### WORK TO COMPLETE:
Render every line of the dataset entries below as a JSON list of strings, one string per line. Skip blank lines and leave the pictures out.

Dataset entries

══════════════════════════════

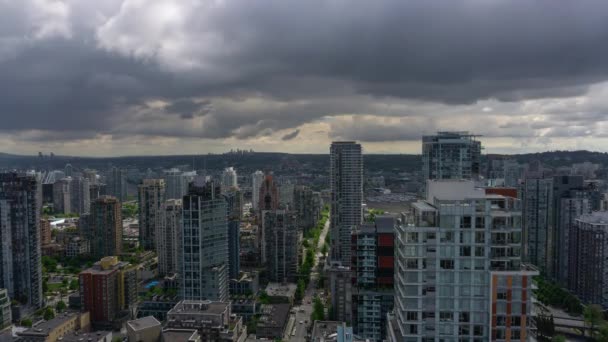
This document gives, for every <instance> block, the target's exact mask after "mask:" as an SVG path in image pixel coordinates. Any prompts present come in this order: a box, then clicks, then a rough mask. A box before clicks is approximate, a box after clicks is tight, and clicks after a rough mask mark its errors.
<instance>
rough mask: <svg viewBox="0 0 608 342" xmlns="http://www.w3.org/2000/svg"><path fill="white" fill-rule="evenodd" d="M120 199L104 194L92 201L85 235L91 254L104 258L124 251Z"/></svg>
mask: <svg viewBox="0 0 608 342" xmlns="http://www.w3.org/2000/svg"><path fill="white" fill-rule="evenodd" d="M121 210H122V208H121V205H120V202H119V201H118V199H116V198H115V197H111V196H102V197H100V198H98V199H96V200H95V201H93V202H92V203H91V214H90V215H89V216H88V217H87V218H86V221H87V222H86V224H84V226H85V227H86V229H85V232H84V233H85V236H86V238H87V240H89V244H90V251H91V255H92V256H94V257H96V258H100V259H101V258H103V257H105V256H109V255H120V254H121V252H122V213H121Z"/></svg>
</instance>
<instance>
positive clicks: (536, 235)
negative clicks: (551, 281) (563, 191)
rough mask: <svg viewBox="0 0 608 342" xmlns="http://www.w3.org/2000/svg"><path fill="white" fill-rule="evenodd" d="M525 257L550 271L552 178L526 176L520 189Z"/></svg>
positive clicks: (551, 213) (552, 218) (524, 257)
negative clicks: (537, 177) (523, 207)
mask: <svg viewBox="0 0 608 342" xmlns="http://www.w3.org/2000/svg"><path fill="white" fill-rule="evenodd" d="M523 205H524V208H523V215H524V217H523V227H524V240H523V241H524V254H523V255H524V260H526V261H527V262H529V263H531V264H533V265H536V266H537V267H538V268H539V269H540V270H542V271H546V272H550V269H551V261H550V260H549V258H550V246H551V233H552V232H553V179H552V178H526V180H525V183H524V192H523Z"/></svg>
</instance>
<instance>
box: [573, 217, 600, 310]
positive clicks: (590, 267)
mask: <svg viewBox="0 0 608 342" xmlns="http://www.w3.org/2000/svg"><path fill="white" fill-rule="evenodd" d="M569 242H570V247H569V250H568V251H569V254H570V256H569V258H568V262H569V267H568V288H569V289H570V291H572V292H574V293H575V294H576V295H577V296H578V297H579V298H580V299H581V301H583V302H584V303H587V304H599V305H601V306H602V307H603V308H604V309H608V212H605V211H600V212H593V213H591V214H585V215H583V216H581V217H579V218H577V219H576V220H575V224H574V225H573V226H572V227H571V229H570V241H569Z"/></svg>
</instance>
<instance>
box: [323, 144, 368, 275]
mask: <svg viewBox="0 0 608 342" xmlns="http://www.w3.org/2000/svg"><path fill="white" fill-rule="evenodd" d="M329 171H330V185H331V226H330V229H331V236H332V239H331V259H332V260H333V261H340V262H341V263H342V266H349V265H350V261H351V260H350V255H351V253H350V234H351V231H352V230H354V229H356V228H357V226H359V225H360V224H361V221H362V217H363V214H362V209H361V203H362V202H363V156H362V149H361V145H360V144H357V143H355V142H353V141H339V142H333V143H332V144H331V148H330V168H329Z"/></svg>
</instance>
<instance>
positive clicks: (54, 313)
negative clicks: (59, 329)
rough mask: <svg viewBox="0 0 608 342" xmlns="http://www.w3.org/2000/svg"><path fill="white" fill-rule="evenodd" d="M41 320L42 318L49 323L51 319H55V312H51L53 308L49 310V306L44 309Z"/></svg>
mask: <svg viewBox="0 0 608 342" xmlns="http://www.w3.org/2000/svg"><path fill="white" fill-rule="evenodd" d="M42 318H44V320H46V321H49V320H51V319H53V318H55V311H53V308H51V307H50V306H47V307H46V309H45V310H44V315H43V316H42Z"/></svg>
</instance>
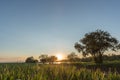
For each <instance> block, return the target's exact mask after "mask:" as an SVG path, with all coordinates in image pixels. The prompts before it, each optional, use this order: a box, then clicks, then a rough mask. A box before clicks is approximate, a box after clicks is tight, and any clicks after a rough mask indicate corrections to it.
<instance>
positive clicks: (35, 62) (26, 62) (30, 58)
mask: <svg viewBox="0 0 120 80" xmlns="http://www.w3.org/2000/svg"><path fill="white" fill-rule="evenodd" d="M25 62H26V63H37V62H38V60H37V59H34V57H33V56H31V57H28V58H27V59H26V60H25Z"/></svg>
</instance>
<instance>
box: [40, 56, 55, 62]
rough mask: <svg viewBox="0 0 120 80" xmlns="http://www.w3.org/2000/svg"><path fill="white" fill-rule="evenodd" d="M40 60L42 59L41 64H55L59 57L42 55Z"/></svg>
mask: <svg viewBox="0 0 120 80" xmlns="http://www.w3.org/2000/svg"><path fill="white" fill-rule="evenodd" d="M39 59H40V62H42V63H43V64H45V63H49V64H53V62H55V61H56V60H57V57H56V56H48V55H43V54H42V55H40V56H39Z"/></svg>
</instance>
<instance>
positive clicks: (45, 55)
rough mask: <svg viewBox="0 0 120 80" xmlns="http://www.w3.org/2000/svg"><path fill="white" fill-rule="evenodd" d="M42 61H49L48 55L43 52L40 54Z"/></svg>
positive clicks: (40, 57)
mask: <svg viewBox="0 0 120 80" xmlns="http://www.w3.org/2000/svg"><path fill="white" fill-rule="evenodd" d="M39 59H40V62H42V63H43V64H44V63H46V62H48V55H46V54H42V55H40V56H39Z"/></svg>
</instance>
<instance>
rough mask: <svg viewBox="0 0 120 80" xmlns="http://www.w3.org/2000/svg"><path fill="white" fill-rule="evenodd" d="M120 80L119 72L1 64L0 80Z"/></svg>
mask: <svg viewBox="0 0 120 80" xmlns="http://www.w3.org/2000/svg"><path fill="white" fill-rule="evenodd" d="M18 79H19V80H120V74H117V72H115V73H112V72H110V71H109V72H108V73H106V72H102V71H100V70H99V69H97V70H96V71H94V70H89V69H86V68H80V69H77V68H76V67H75V66H65V65H37V64H0V80H18Z"/></svg>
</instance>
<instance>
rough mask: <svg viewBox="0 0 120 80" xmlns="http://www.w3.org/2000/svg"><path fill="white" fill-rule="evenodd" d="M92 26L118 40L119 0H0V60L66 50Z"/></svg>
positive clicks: (119, 9) (119, 5)
mask: <svg viewBox="0 0 120 80" xmlns="http://www.w3.org/2000/svg"><path fill="white" fill-rule="evenodd" d="M96 29H102V30H105V31H108V32H110V33H111V35H112V36H114V37H116V38H117V39H118V40H120V1H119V0H0V61H7V59H8V61H9V60H10V59H12V61H14V60H16V58H23V57H28V56H36V57H38V56H39V55H40V54H43V53H44V54H56V53H62V54H69V53H71V52H75V51H76V50H75V49H74V43H75V42H77V41H79V40H80V38H82V37H83V36H84V34H85V33H87V32H91V31H95V30H96Z"/></svg>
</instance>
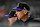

══════════════════════════════

### TASK RESULT:
[
  "This document gives, for every <instance> block, the target's exact mask after \"mask:\" as an SVG path in image pixel coordinates. Any prompts present come in this order: a box, then clicks, then a rough mask. A box before clicks is approximate, a box after clicks is tight, and clicks after a rough mask mark its errors.",
  "<instance>",
  "rough mask: <svg viewBox=\"0 0 608 342\" xmlns=\"http://www.w3.org/2000/svg\"><path fill=\"white\" fill-rule=\"evenodd\" d=\"M120 199L104 194L92 201L85 235L91 254L104 258L124 251Z\"/></svg>",
  "mask: <svg viewBox=\"0 0 608 342\" xmlns=\"http://www.w3.org/2000/svg\"><path fill=\"white\" fill-rule=\"evenodd\" d=\"M121 210H122V208H121V205H120V202H119V201H118V199H116V198H115V197H111V196H102V197H100V198H98V199H96V200H95V201H93V202H92V203H91V214H90V215H89V216H88V217H87V218H86V221H87V222H86V224H84V226H85V227H86V229H85V232H84V233H85V236H86V238H87V240H89V244H90V251H91V255H92V256H94V257H96V258H100V259H101V258H103V257H105V256H109V255H120V254H121V252H122V213H121Z\"/></svg>",
  "</instance>",
  "<instance>",
  "positive clicks: (536, 235)",
  "negative clicks: (551, 281) (563, 191)",
  "rough mask: <svg viewBox=\"0 0 608 342\" xmlns=\"http://www.w3.org/2000/svg\"><path fill=\"white\" fill-rule=\"evenodd\" d=\"M525 257L550 271L552 178L526 176L520 189Z\"/></svg>",
  "positive clicks: (551, 213) (552, 218) (524, 257)",
  "negative clicks: (537, 177) (523, 207)",
  "mask: <svg viewBox=\"0 0 608 342\" xmlns=\"http://www.w3.org/2000/svg\"><path fill=\"white\" fill-rule=\"evenodd\" d=\"M523 205H524V208H523V215H524V217H523V227H524V240H523V241H524V254H523V255H524V260H526V261H527V262H529V263H531V264H533V265H536V266H537V267H538V268H539V269H540V270H542V271H546V272H550V269H551V261H550V260H549V258H550V246H551V233H552V232H553V179H552V178H526V180H525V183H524V192H523Z\"/></svg>",
  "</instance>",
  "<instance>",
  "box: [573, 217, 600, 310]",
  "positive clicks: (590, 267)",
  "mask: <svg viewBox=\"0 0 608 342\" xmlns=\"http://www.w3.org/2000/svg\"><path fill=\"white\" fill-rule=\"evenodd\" d=\"M569 242H570V247H569V250H568V251H569V254H570V256H569V258H568V262H569V267H568V288H569V289H570V291H572V292H574V293H575V294H576V295H577V296H578V297H579V298H580V299H581V301H583V302H584V303H587V304H599V305H601V306H602V307H603V308H604V309H608V212H605V211H600V212H593V213H591V214H585V215H583V216H581V217H579V218H577V219H576V220H575V224H574V225H573V226H572V227H571V229H570V241H569Z\"/></svg>",
  "</instance>",
  "<instance>",
  "box: [323, 144, 368, 275]",
  "mask: <svg viewBox=\"0 0 608 342\" xmlns=\"http://www.w3.org/2000/svg\"><path fill=\"white\" fill-rule=\"evenodd\" d=\"M329 171H330V185H331V226H330V229H331V236H332V239H331V259H332V260H333V261H340V262H341V263H342V266H349V265H350V261H351V260H350V255H351V253H350V234H351V231H352V230H354V229H356V228H357V226H359V225H360V224H361V221H362V217H363V214H362V209H361V203H362V202H363V156H362V149H361V145H360V144H357V143H355V142H353V141H339V142H333V143H332V144H331V148H330V168H329Z\"/></svg>",
  "</instance>",
  "<instance>",
  "positive clicks: (54, 313)",
  "negative clicks: (59, 329)",
  "rough mask: <svg viewBox=\"0 0 608 342\" xmlns=\"http://www.w3.org/2000/svg\"><path fill=\"white\" fill-rule=\"evenodd\" d=\"M41 320L42 318L49 323L51 319H55V312H51L53 308L49 310V306L44 309Z\"/></svg>",
  "mask: <svg viewBox=\"0 0 608 342\" xmlns=\"http://www.w3.org/2000/svg\"><path fill=\"white\" fill-rule=\"evenodd\" d=\"M42 318H44V320H46V321H49V320H51V319H53V318H55V311H53V308H51V307H50V306H47V307H46V309H45V310H44V315H43V316H42Z\"/></svg>",
  "</instance>",
  "For each <instance> block, return the target's exact mask after \"mask:\" as an SVG path, with all coordinates in image pixels. The prompts before it, each optional, use this order: a box, then clicks, then a rough mask. A box before clicks is approximate, a box after clicks is tight, and any clicks after a rough mask indicate corrections to it.",
  "<instance>",
  "positive clicks: (35, 62) (26, 62) (30, 58)",
  "mask: <svg viewBox=\"0 0 120 80\" xmlns=\"http://www.w3.org/2000/svg\"><path fill=\"white\" fill-rule=\"evenodd\" d=\"M25 62H26V63H37V62H38V60H37V59H34V57H33V56H31V57H28V58H27V59H26V60H25Z\"/></svg>",
  "</instance>",
  "<instance>",
  "box: [40, 56, 55, 62]",
  "rough mask: <svg viewBox=\"0 0 120 80\" xmlns=\"http://www.w3.org/2000/svg\"><path fill=\"white\" fill-rule=\"evenodd\" d=\"M40 60L42 59L41 64H55L59 57L42 55Z\"/></svg>",
  "mask: <svg viewBox=\"0 0 120 80\" xmlns=\"http://www.w3.org/2000/svg\"><path fill=\"white\" fill-rule=\"evenodd\" d=\"M39 59H40V62H42V63H43V64H45V63H49V64H53V62H55V61H56V60H57V57H56V56H48V55H43V54H42V55H40V56H39Z\"/></svg>",
  "</instance>",
  "<instance>",
  "positive clicks: (45, 55)",
  "rough mask: <svg viewBox=\"0 0 120 80\" xmlns=\"http://www.w3.org/2000/svg\"><path fill=\"white\" fill-rule=\"evenodd\" d=\"M42 61H49L48 55L43 52L40 54Z\"/></svg>",
  "positive clicks: (40, 57)",
  "mask: <svg viewBox=\"0 0 120 80\" xmlns=\"http://www.w3.org/2000/svg\"><path fill=\"white\" fill-rule=\"evenodd\" d=\"M39 59H40V62H42V63H43V64H44V63H46V62H48V55H46V54H42V55H40V56H39Z\"/></svg>",
  "</instance>",
  "<instance>",
  "rough mask: <svg viewBox=\"0 0 120 80\" xmlns=\"http://www.w3.org/2000/svg\"><path fill=\"white\" fill-rule=\"evenodd\" d=\"M120 80L119 72L1 64L0 80Z\"/></svg>",
  "mask: <svg viewBox=\"0 0 120 80\" xmlns=\"http://www.w3.org/2000/svg\"><path fill=\"white\" fill-rule=\"evenodd\" d=\"M18 79H19V80H120V74H117V72H115V73H112V72H110V71H109V72H108V73H106V72H102V71H100V70H99V69H97V70H96V71H94V70H89V69H86V68H80V69H77V68H76V67H75V66H65V65H37V64H0V80H18Z\"/></svg>",
  "</instance>",
  "<instance>",
  "rough mask: <svg viewBox=\"0 0 120 80\" xmlns=\"http://www.w3.org/2000/svg\"><path fill=\"white\" fill-rule=\"evenodd\" d=\"M92 26L118 40L119 0H0V60L66 50Z\"/></svg>",
  "positive clicks: (119, 9) (119, 5)",
  "mask: <svg viewBox=\"0 0 120 80\" xmlns=\"http://www.w3.org/2000/svg\"><path fill=\"white\" fill-rule=\"evenodd\" d=\"M96 29H102V30H105V31H108V32H110V33H111V35H112V36H114V37H116V38H117V39H118V40H120V1H119V0H0V61H7V59H8V61H9V60H10V59H12V61H14V60H16V58H23V57H28V56H36V57H38V56H39V55H40V54H43V53H44V54H56V53H62V54H69V53H71V52H75V51H76V50H75V49H74V43H75V42H77V41H79V40H80V38H82V37H83V36H84V34H85V33H87V32H91V31H95V30H96Z\"/></svg>",
  "</instance>"
]